### Source extract

==============================

In new code, prefer the bounds-checkable span<T> instead of separate pointer and length parameters. In older code, adopt span where reasonable as you maintain the code.

A function that takes a pointer to an array and a separate length, such as:

// Error-prone: Process n contiguous ints starting at *p
void dangerous_process_ints(const int* p, size_t n);

is error-prone and difficult to use correctly:

int a[100];
dangerous_process_ints(a, 1000); // oops: buffer overflow

vector<int> v(200);
dangerous_process_ints(v.data(), 1000); // oops: buffer overflow

auto remainder = find(v.begin(), v.end(), some_value);
    // now call dangerous_process_ints() to fill the rest of the container from *remainder to the end
dangerous_process_ints(&*remainder, v.end() - remainder); // correct but convoluted

Instead, using span encapsulates the pointer and the length:

// BETTER: Read s.size() contiguous ints starting at s[0]
void process_ints(span<const int> s);

which makes process_ints easier to use correctly because it conveniently deduces from common types:

int a[100];
process_ints(a); // deduces correct length: 100 (constructs the span from a container)

vector<int> v(200);
process_ints(v); // deduces correct length: 200 (constructs the span from a container)

and conveniently supports modern C++ argument initialization when the calling code does have distinct pointer and length arguments:

auto remainder = find(v.begin(), v.end(), some_value);
    // now call process_ints() to fill the rest of the container from *remainder to the end
process_ints({remainder, v.end()}); // correct and clear (constructs the span from an iterator pair)

Things to remember

  • Prefer span instead of (pointer, length) pairs.
  • Pass a span like a pointer (i.e., by value for "in" parameters). Treat it like a pointer range.

span and const: "What's the difference between span<const T> and const span<T>?"

span<const T> means that the T objects are read-only. Prefer this by default, especially as a parameter, if you don't need to modify the Ts.

const span<T> means that the span itself can't be made to point at a different target.

const span<const T> means both.

Things to remember

  • Prefer a span<const T> by default to denote that the contents are read-only, unless you do need read-write access.

Iteration: "How do I iterate over a span?"

A span is an encapsulated range, and so can be visited using a range-based for loop.

==============================

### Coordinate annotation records
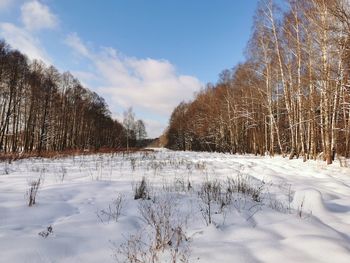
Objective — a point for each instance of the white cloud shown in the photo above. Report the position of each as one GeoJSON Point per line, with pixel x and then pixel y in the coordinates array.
{"type": "Point", "coordinates": [4, 4]}
{"type": "Point", "coordinates": [150, 85]}
{"type": "Point", "coordinates": [37, 16]}
{"type": "Point", "coordinates": [20, 39]}
{"type": "Point", "coordinates": [73, 41]}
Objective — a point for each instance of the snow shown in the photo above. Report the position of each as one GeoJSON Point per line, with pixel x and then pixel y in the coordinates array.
{"type": "Point", "coordinates": [303, 214]}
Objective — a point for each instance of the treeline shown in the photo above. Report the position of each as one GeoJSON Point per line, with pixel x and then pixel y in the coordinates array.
{"type": "Point", "coordinates": [43, 110]}
{"type": "Point", "coordinates": [291, 96]}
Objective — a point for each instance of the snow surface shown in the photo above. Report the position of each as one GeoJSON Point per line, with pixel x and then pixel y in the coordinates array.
{"type": "Point", "coordinates": [304, 214]}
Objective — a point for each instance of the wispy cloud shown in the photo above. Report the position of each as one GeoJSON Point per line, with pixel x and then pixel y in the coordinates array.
{"type": "Point", "coordinates": [37, 16]}
{"type": "Point", "coordinates": [150, 85]}
{"type": "Point", "coordinates": [4, 4]}
{"type": "Point", "coordinates": [73, 41]}
{"type": "Point", "coordinates": [20, 39]}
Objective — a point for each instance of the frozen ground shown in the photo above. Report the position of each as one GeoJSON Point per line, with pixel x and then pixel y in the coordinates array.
{"type": "Point", "coordinates": [301, 213]}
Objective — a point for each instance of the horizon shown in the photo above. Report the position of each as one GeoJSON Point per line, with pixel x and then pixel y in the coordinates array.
{"type": "Point", "coordinates": [134, 54]}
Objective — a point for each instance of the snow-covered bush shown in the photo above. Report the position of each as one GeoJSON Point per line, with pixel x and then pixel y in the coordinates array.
{"type": "Point", "coordinates": [142, 190]}
{"type": "Point", "coordinates": [163, 239]}
{"type": "Point", "coordinates": [113, 211]}
{"type": "Point", "coordinates": [33, 191]}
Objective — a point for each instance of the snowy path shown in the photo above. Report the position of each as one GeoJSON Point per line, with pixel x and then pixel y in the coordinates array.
{"type": "Point", "coordinates": [313, 226]}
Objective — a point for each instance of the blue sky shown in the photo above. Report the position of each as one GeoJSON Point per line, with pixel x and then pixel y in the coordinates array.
{"type": "Point", "coordinates": [149, 54]}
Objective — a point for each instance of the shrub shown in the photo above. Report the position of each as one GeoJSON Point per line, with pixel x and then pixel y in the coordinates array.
{"type": "Point", "coordinates": [142, 190]}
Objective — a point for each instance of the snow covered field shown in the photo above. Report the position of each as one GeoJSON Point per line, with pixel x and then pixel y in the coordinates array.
{"type": "Point", "coordinates": [261, 209]}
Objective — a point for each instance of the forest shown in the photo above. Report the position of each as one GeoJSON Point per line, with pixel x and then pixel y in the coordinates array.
{"type": "Point", "coordinates": [291, 95]}
{"type": "Point", "coordinates": [43, 110]}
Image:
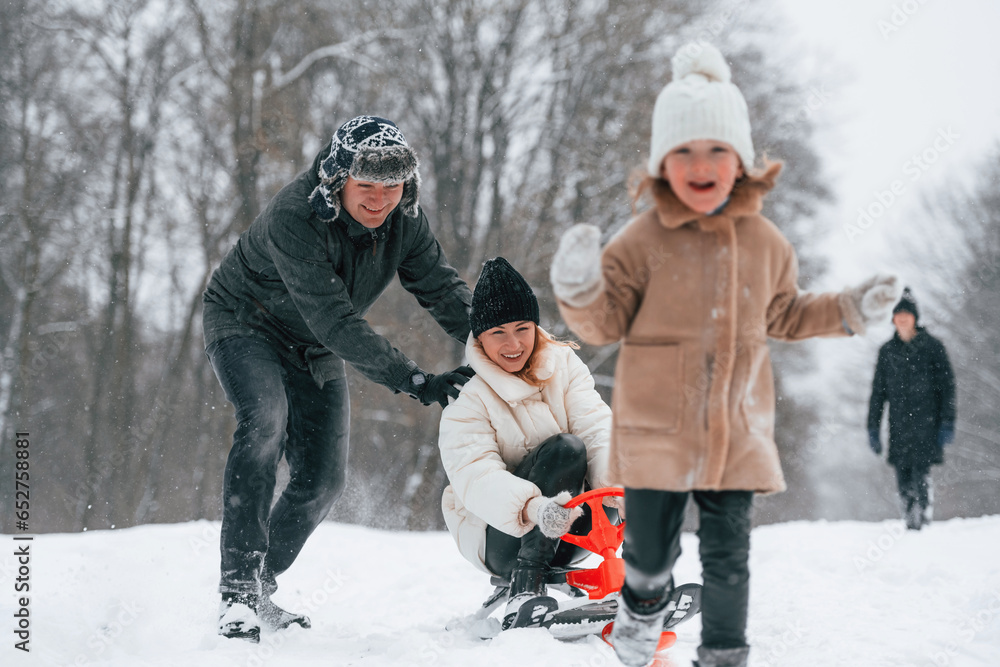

==============================

### What to do
[1] Answer these questions from the span excerpt:
(a) What length does process_ints deduce when passed the array declared as "int a[100];"?
(b) What does const span<T> mean?
(c) What kind of loop can be used to visit a span?
[2] Rewrite a passage of the span excerpt, replacing "read-only" with "immutable". Begin at the words "and conveniently supports" and stop after "modify the Ts.".
The records are not needed for any of this work.

### List of solutions
[1]
(a) 100
(b) The span itself can't be made to point at a different target.
(c) A range-based for loop.

[2]
and conveniently supports modern C++ argument initialization when the calling code does have distinct pointer and length arguments:

auto remainder = find(v.begin(), v.end(), some_value);
    // now call process_ints() to fill the rest of the container from *remainder to the end
process_ints({remainder, v.end()}); // correct and clear (constructs the span from an iterator pair)

Things to remember

  • Prefer span instead of (pointer, length) pairs.
  • Pass a span like a pointer (i.e., by value for "in" parameters). Treat it like a pointer range.

span and const: "What's the difference between span<const T> and const span<T>?"

span<const T> means that the T objects are immutable. Prefer this by default, especially as a parameter, if you don't need to modify the Ts.